━━━━━ DATASET ENTRIES ━━━━━

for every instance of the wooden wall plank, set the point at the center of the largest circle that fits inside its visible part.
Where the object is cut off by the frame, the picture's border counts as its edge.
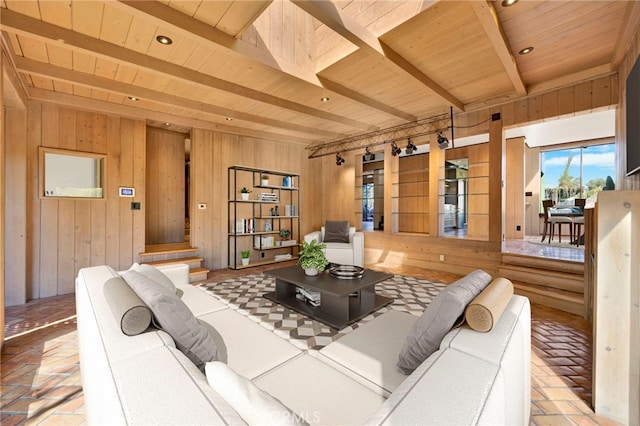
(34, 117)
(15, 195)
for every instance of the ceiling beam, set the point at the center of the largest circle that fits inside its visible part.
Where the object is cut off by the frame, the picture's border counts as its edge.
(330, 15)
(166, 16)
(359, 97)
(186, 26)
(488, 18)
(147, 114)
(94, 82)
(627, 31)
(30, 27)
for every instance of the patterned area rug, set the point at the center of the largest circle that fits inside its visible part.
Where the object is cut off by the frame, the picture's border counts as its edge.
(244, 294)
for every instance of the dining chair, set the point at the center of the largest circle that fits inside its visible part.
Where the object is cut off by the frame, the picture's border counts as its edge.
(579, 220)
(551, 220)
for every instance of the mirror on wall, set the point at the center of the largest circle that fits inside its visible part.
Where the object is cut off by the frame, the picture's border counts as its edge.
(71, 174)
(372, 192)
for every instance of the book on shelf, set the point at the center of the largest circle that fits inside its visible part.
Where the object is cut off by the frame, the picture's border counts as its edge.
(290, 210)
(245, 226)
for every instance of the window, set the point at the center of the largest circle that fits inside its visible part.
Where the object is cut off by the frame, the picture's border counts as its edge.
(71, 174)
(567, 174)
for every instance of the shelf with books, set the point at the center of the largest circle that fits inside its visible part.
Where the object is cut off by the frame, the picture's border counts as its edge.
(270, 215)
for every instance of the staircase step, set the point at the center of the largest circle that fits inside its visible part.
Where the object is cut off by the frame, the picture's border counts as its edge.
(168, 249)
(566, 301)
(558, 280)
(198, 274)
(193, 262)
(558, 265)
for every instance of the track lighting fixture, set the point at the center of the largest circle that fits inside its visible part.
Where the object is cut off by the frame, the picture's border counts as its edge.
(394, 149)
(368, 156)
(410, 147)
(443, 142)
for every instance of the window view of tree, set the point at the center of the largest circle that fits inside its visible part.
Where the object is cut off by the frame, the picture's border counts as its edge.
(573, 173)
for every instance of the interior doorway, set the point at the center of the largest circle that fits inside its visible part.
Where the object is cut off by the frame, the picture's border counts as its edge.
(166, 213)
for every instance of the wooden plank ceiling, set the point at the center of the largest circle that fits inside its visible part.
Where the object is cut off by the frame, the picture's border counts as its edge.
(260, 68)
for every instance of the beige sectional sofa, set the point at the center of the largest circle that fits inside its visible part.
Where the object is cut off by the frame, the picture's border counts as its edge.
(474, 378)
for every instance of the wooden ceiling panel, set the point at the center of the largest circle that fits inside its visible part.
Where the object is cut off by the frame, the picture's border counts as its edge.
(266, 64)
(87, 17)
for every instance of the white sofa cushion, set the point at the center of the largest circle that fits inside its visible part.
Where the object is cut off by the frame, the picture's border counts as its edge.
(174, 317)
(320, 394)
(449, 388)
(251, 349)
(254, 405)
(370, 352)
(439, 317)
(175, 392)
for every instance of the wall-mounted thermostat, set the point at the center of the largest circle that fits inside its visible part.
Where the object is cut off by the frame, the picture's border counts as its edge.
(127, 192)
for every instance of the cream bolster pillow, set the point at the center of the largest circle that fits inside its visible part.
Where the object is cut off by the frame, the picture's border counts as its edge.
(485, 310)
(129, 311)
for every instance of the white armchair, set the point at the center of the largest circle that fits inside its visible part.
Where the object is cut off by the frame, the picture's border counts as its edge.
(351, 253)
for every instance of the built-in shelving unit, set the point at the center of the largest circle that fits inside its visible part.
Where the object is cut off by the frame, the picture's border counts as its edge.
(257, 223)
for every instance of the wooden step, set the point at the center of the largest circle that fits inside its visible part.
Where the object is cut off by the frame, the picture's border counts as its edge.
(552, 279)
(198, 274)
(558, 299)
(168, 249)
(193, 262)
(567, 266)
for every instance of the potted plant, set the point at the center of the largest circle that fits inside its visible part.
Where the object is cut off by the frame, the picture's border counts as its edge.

━━━━━

__WORK TO COMPLETE__: Print the complete listing exactly, apart from any pictures.

__TASK OUTPUT__:
for every instance of the wooden wall plank, set the point at the center of the largest circle that fits inside its visible part.
Where the object is cut off by the frame, the picture's border counts as its edge.
(34, 117)
(15, 195)
for every instance of the ceiling beam, set the point at the center of the largest circle that fits inside its visible part.
Where the object is cut off by the frame, the picture's border counts as its edge.
(330, 15)
(166, 16)
(359, 97)
(186, 26)
(488, 18)
(147, 114)
(94, 82)
(627, 31)
(30, 27)
for every instance of the patterned area rug, set the point at the center of the largest circle that fits inside its visible part.
Where the object is cut off by the frame, the picture's border counts as its edge.
(244, 294)
for every instance of the dining chair, set the point at the center of the largest circle that fits inside its visible part.
Where the object is cut off by the frame, the picture's border counts as its edge.
(579, 220)
(551, 220)
for every instance of the mirror on wall, set the point at the center of the largest circle that fits inside its visible part.
Where the object is cut off by the frame, the picture's border counts as its edge.
(71, 174)
(372, 192)
for every instance of the book on shelf, set the point at the center of the largest circle that fits inside its visible part.
Where the object is cut off by the frame, the picture's border counts as its edge.
(290, 210)
(245, 226)
for every instance of the window, set the point at the center of the largest circle that fits inside its visible part.
Where the object is cut off by the frame, the picture's border counts as its edge.
(71, 174)
(567, 174)
for every instance of the shelf with books, set the point at the center of the largest circle that fits inside its visible part.
Where the object is cut off by the frame, the picture's border counts as its edge.
(270, 215)
for every instance of the staircase step, set the point at the center of the largest circle that fits inside its visible part.
Where the object is cut off by the frame, the picture's border counts as its edge.
(168, 249)
(566, 301)
(558, 280)
(198, 274)
(193, 262)
(558, 265)
for every instance of the track lighting fixture, set the point at the center of the largest circle that fits inside its visible part.
Where the object is cut off by the frame, the picture's border counts as its edge.
(394, 149)
(368, 156)
(410, 147)
(443, 142)
for every instance of the window view of tree, set the point at the center of the largest circle that fits inside its visible part.
Where the object is cut off by the frame, the picture's border counts as its edge.
(573, 173)
for every instance of the interior doorway, set the point at the center of the largest circle that fits inside its visible part.
Where the object is cut off by the frame, the picture's border counts as its edge.
(166, 213)
for every instance of the wooden plank ceiling, set the point at the center of the largest circle that fits inside its visible part.
Where the object is cut off by the frame, the picture's border counts as its edge.
(260, 68)
for every instance of the beige sectional sofa, set the point at the center of the largest circle that fits inside its visible part.
Where the object is cut off by the frame, the picture's border counts as its edge.
(474, 378)
for every instance of the wooden ceiling panel, set the point at the center of the largest circle that fits inside its visible part.
Where the object is cut off by the frame, the picture's border counts as its edge.
(266, 64)
(87, 17)
for every instance of the white sofa cushion, set the point at the center of the largest circle that fits inside its visible part.
Where the object is cut off by the frame, the picture's border counts as its edge.
(174, 317)
(320, 394)
(449, 388)
(251, 349)
(254, 405)
(370, 352)
(439, 317)
(175, 392)
for every instance of the wall-mounted thermostat, set the point at the center of the largest circle that fits inside its visible part.
Where the object is cut off by the frame, the picture's border counts as its edge.
(127, 192)
for every instance of the cream bolster pillow, set the point at the center of the largest circle that fits inside its visible part.
Where the object is cut off by the frame, the picture's border counts as its edge.
(485, 310)
(129, 311)
for every instance of the white armchair, set the point at the center of the largest circle that fits inside its visible part.
Where the object is cut off by the frame, the picture's border counts as its edge.
(351, 253)
for every instance of the built-in shelving unit, set the point at the center of the largest circle that fits inside its visible part.
Where the object is cut off by the frame, the picture's border counts as its edge.
(257, 223)
for every instance of the wooden step, set the point at the center of the largest circle that fits inside its visible part.
Where the object is cut off by the frame, the picture's border counts as its edge.
(552, 279)
(198, 274)
(558, 299)
(168, 249)
(193, 262)
(567, 266)
for every instance of the potted plant, set the point at the center of the largest circle that fits inside its visible part.
Where the object is cut off by the frame, the picture's border counts as its edge.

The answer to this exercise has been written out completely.